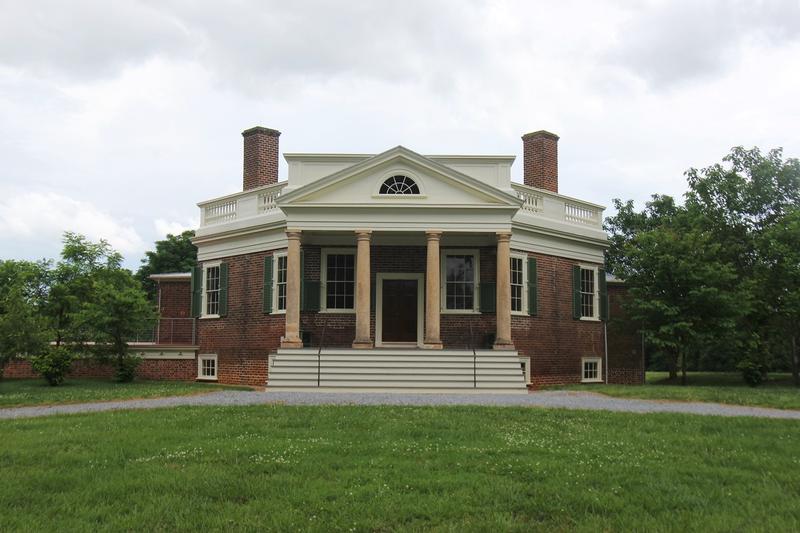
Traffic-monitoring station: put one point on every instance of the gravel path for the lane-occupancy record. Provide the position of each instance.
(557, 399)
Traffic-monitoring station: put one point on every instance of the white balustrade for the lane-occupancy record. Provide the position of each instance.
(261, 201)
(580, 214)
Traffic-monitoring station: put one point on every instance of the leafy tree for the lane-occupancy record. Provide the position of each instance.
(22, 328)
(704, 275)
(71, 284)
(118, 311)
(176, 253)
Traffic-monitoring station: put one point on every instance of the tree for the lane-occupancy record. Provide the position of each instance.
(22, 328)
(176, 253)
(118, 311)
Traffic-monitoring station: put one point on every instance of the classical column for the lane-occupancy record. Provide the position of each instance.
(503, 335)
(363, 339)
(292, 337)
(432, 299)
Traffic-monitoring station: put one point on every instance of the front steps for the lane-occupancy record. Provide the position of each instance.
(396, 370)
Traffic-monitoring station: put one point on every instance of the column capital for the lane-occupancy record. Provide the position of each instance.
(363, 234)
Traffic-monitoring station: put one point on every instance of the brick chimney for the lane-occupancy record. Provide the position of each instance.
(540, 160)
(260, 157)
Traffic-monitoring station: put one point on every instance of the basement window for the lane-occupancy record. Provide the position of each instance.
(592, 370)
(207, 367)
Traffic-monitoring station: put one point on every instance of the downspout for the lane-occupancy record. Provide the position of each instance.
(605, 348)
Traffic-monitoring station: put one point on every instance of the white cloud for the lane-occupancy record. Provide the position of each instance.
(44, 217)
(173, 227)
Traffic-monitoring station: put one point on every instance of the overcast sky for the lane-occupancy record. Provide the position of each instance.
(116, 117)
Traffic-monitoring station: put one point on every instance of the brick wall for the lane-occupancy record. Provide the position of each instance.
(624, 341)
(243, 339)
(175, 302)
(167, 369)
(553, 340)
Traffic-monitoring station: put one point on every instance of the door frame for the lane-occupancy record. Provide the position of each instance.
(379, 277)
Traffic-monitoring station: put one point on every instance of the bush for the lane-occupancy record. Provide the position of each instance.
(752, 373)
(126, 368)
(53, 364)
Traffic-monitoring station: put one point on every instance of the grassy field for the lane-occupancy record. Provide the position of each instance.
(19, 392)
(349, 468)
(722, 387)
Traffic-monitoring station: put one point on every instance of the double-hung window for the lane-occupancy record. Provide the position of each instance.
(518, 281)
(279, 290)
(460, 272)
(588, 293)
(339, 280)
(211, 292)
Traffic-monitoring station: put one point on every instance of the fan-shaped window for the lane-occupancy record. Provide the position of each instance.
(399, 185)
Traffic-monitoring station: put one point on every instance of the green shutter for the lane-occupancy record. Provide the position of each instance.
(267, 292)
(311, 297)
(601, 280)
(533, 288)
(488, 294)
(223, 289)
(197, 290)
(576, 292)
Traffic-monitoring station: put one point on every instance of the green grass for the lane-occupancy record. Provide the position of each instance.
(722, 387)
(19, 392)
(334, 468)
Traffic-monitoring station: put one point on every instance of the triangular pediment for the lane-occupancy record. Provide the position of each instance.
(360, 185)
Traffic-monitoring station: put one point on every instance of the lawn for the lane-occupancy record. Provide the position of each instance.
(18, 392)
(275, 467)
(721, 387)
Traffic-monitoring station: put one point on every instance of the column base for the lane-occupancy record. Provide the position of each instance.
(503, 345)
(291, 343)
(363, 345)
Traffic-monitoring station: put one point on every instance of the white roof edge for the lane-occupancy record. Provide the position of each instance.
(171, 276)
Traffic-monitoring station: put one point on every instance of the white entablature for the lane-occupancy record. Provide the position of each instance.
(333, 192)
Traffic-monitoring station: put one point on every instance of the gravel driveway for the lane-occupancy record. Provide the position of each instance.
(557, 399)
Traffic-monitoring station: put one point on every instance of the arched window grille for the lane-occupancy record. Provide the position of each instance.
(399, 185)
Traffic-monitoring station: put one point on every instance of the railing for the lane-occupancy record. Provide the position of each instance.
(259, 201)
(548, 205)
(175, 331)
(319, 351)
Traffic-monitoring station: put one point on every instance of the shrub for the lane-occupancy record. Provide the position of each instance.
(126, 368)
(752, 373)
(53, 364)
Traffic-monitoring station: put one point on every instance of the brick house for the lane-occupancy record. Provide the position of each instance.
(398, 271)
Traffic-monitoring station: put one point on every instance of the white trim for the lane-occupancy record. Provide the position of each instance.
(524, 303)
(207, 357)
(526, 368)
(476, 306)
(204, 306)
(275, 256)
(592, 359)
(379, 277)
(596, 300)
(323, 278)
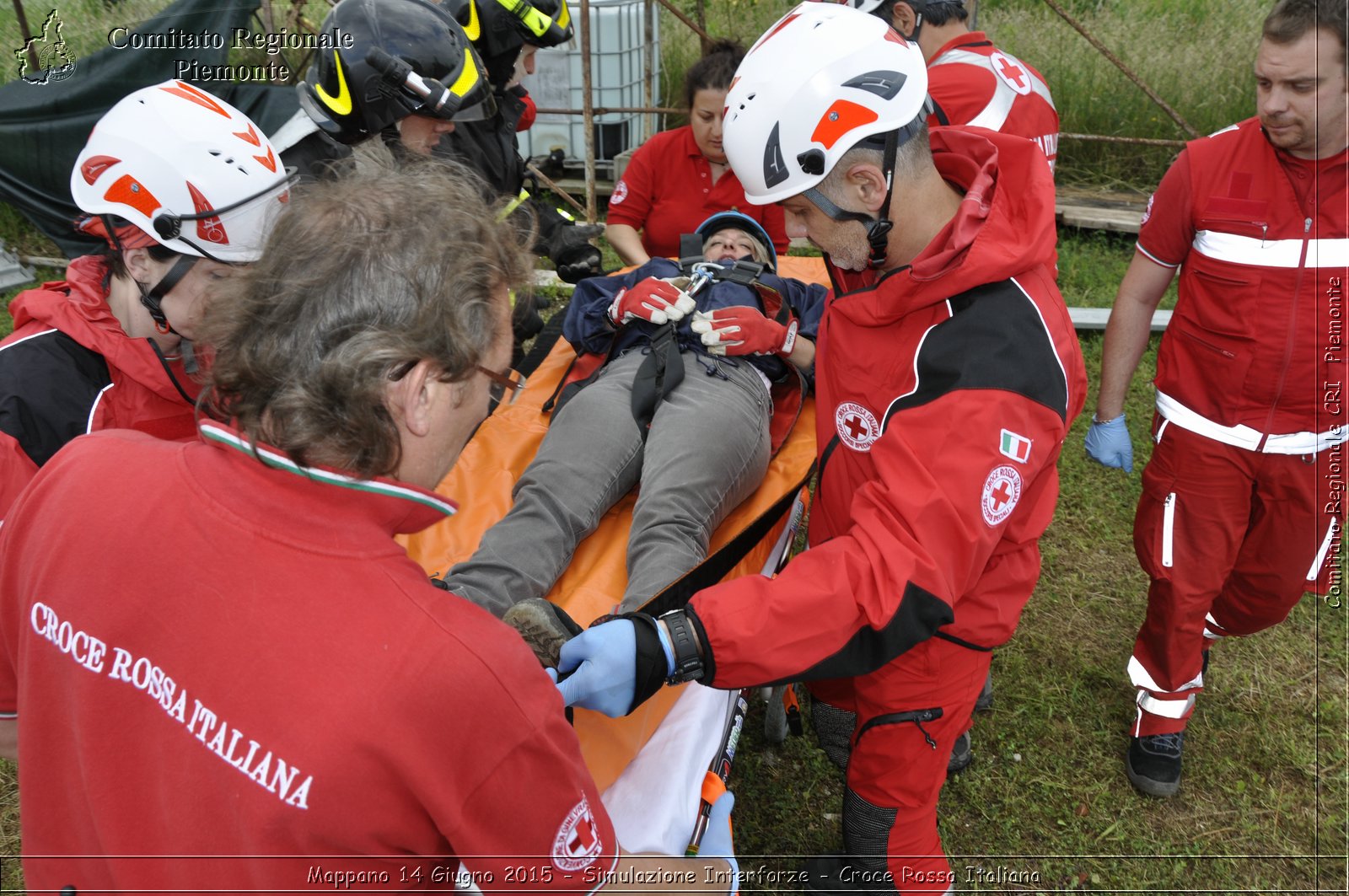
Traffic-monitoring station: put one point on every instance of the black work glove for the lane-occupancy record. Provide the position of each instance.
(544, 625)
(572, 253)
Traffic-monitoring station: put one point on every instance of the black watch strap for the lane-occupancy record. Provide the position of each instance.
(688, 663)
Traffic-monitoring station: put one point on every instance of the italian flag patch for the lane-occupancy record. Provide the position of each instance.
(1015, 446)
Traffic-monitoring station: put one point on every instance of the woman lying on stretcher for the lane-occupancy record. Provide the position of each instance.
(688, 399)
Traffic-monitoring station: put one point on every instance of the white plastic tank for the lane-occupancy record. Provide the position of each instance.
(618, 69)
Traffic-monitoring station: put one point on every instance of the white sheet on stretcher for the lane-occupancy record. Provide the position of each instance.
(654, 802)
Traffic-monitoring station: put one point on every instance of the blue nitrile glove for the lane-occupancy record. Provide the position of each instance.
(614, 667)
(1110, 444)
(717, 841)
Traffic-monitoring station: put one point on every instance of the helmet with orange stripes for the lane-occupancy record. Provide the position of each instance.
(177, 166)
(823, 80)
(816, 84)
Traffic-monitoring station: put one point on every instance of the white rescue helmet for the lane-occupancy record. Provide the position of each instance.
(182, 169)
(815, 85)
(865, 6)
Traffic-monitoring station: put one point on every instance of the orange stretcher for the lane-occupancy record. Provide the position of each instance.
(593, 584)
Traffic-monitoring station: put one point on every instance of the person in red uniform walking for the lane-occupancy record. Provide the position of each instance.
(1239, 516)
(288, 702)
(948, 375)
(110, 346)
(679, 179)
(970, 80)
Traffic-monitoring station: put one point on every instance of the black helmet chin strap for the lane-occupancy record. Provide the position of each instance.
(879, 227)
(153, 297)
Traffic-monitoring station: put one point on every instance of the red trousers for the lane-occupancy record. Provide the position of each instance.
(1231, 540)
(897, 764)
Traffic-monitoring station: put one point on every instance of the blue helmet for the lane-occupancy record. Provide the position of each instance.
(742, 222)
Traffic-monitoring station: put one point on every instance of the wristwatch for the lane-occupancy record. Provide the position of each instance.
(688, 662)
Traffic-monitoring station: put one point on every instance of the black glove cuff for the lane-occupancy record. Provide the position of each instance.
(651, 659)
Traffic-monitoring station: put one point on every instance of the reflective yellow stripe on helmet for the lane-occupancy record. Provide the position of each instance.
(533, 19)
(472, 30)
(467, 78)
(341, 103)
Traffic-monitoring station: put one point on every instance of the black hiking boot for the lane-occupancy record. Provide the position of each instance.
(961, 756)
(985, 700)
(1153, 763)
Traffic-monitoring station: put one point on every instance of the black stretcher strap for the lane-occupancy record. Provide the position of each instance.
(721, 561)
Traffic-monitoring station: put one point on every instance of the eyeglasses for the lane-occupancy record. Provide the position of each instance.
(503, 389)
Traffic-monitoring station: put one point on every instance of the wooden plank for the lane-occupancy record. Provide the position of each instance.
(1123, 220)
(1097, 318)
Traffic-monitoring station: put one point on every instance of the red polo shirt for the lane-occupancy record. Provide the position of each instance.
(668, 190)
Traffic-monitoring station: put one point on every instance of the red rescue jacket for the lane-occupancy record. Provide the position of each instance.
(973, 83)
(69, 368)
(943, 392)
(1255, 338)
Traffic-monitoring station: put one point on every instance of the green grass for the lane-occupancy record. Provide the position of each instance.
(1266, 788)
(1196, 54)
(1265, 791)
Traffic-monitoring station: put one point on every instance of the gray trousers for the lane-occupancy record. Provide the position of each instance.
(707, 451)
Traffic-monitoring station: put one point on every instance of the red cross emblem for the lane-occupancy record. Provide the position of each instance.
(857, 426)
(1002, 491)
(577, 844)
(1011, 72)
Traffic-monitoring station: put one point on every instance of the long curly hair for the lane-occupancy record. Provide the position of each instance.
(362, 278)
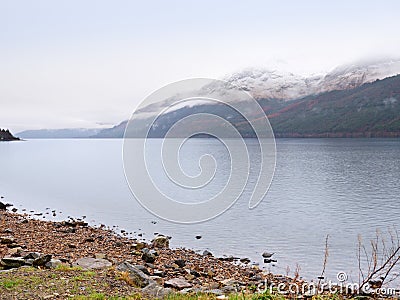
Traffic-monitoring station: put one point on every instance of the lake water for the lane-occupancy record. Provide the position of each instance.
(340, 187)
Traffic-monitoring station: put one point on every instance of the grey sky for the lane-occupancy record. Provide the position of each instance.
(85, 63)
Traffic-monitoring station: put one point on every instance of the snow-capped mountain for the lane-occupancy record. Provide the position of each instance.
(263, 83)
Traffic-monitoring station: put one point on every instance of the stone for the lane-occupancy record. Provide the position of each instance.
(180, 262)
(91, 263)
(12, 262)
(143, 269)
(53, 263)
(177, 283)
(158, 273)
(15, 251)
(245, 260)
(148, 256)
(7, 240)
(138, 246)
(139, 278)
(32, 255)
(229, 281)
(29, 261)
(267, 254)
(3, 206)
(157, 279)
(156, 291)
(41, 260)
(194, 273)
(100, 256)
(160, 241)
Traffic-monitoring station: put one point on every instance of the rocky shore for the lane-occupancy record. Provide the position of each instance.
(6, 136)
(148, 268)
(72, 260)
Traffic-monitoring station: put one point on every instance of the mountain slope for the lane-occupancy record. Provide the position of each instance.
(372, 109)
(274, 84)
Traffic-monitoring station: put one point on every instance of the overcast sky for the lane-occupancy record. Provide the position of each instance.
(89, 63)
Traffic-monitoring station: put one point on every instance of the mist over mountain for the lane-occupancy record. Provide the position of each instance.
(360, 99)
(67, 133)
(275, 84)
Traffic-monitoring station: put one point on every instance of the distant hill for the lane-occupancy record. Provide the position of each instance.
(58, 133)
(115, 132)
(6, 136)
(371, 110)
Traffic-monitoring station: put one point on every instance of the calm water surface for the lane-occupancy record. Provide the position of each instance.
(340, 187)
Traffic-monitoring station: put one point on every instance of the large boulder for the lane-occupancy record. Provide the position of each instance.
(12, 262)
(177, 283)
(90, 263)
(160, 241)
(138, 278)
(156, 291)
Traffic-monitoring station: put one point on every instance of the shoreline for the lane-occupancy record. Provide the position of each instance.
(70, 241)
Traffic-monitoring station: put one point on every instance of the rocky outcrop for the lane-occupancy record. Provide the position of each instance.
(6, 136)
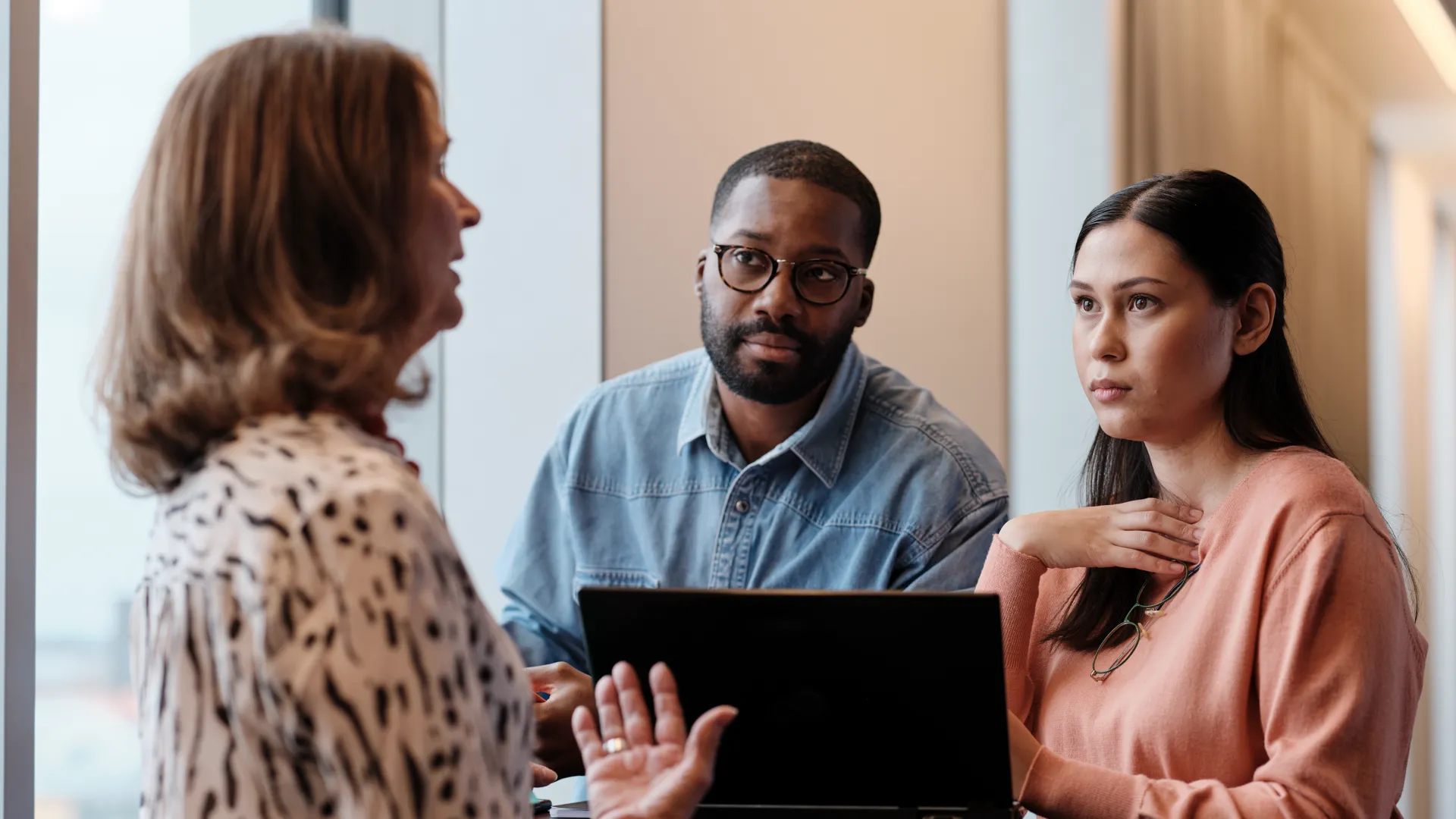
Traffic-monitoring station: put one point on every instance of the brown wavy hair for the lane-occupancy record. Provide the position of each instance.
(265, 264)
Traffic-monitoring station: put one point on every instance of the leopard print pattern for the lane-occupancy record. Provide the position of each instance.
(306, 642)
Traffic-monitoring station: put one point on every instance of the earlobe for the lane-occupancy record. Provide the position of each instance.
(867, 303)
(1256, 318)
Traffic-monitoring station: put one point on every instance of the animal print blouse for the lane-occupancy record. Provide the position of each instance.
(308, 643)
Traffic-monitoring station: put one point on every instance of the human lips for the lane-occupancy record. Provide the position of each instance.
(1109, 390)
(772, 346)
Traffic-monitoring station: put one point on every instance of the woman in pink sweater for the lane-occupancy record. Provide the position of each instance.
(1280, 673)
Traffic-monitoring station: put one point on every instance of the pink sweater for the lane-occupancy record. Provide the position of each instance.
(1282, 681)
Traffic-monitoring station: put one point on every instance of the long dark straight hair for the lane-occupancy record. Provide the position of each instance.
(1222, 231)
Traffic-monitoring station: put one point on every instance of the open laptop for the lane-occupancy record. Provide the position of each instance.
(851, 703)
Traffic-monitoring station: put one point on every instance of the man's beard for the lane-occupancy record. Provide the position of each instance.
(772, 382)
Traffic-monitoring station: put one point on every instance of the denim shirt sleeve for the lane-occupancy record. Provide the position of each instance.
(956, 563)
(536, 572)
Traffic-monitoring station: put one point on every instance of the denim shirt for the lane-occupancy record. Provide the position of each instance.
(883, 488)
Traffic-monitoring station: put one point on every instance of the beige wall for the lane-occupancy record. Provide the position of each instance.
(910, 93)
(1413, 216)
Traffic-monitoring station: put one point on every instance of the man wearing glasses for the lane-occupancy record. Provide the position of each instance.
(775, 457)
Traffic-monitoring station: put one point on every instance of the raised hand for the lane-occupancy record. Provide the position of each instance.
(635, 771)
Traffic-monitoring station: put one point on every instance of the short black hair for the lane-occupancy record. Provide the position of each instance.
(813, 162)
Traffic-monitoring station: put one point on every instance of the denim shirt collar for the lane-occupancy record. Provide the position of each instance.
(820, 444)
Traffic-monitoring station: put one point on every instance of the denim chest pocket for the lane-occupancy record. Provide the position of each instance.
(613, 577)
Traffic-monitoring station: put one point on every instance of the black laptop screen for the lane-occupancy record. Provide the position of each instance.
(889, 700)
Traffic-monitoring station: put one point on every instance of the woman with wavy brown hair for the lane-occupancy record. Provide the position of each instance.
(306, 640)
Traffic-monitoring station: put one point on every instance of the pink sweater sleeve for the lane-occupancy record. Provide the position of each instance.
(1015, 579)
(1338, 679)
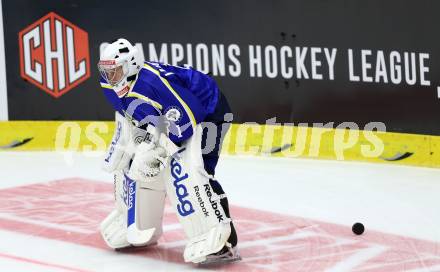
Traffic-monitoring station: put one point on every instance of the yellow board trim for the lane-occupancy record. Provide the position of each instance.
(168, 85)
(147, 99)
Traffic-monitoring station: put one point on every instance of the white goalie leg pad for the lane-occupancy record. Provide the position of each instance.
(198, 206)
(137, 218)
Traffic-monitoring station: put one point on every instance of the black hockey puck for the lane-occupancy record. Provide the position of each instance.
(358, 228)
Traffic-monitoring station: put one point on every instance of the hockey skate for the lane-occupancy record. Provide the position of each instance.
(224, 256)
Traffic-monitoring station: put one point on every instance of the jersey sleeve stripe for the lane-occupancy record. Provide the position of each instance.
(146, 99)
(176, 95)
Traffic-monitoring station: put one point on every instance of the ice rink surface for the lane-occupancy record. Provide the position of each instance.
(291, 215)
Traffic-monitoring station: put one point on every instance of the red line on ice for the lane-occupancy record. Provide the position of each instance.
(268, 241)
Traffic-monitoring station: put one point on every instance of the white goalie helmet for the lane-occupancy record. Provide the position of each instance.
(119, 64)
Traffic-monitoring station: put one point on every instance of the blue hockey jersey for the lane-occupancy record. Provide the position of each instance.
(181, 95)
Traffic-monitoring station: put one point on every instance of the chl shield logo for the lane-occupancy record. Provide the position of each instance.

+-------+

## [Written problem]
Convert the records from the line with "the brick house" up to and including the line with "(1015, 446)" into a JSON list of strings, one string per line, with blank lines and pictures left out.

## [Full response]
[
  "Traffic-monitoring station: put one point on every instance of the brick house for the lane-occupancy record. Provide the position of each instance.",
  "(398, 271)",
  "Traffic-monitoring station: put one point on every instance of the white trim for the lane-occupancy record. Provide the position of each instance.",
  "(524, 303)",
  "(207, 357)",
  "(526, 368)",
  "(476, 306)",
  "(204, 306)",
  "(275, 256)",
  "(592, 359)",
  "(379, 277)",
  "(596, 300)",
  "(323, 278)",
  "Traffic-monitoring station: put one point on every instance of the black work glove for the lane-occupancy record. Provide the position of each instance.",
  "(544, 625)",
  "(572, 253)",
  "Traffic-monitoring station: put one point on every instance of the black watch strap for the lane-occupancy record. Provide the position of each instance.",
  "(688, 663)",
  "Traffic-monitoring station: put one point on every instance of the italian flag patch for the lane-occupancy record. Provide the position of each instance.",
  "(1015, 446)"
]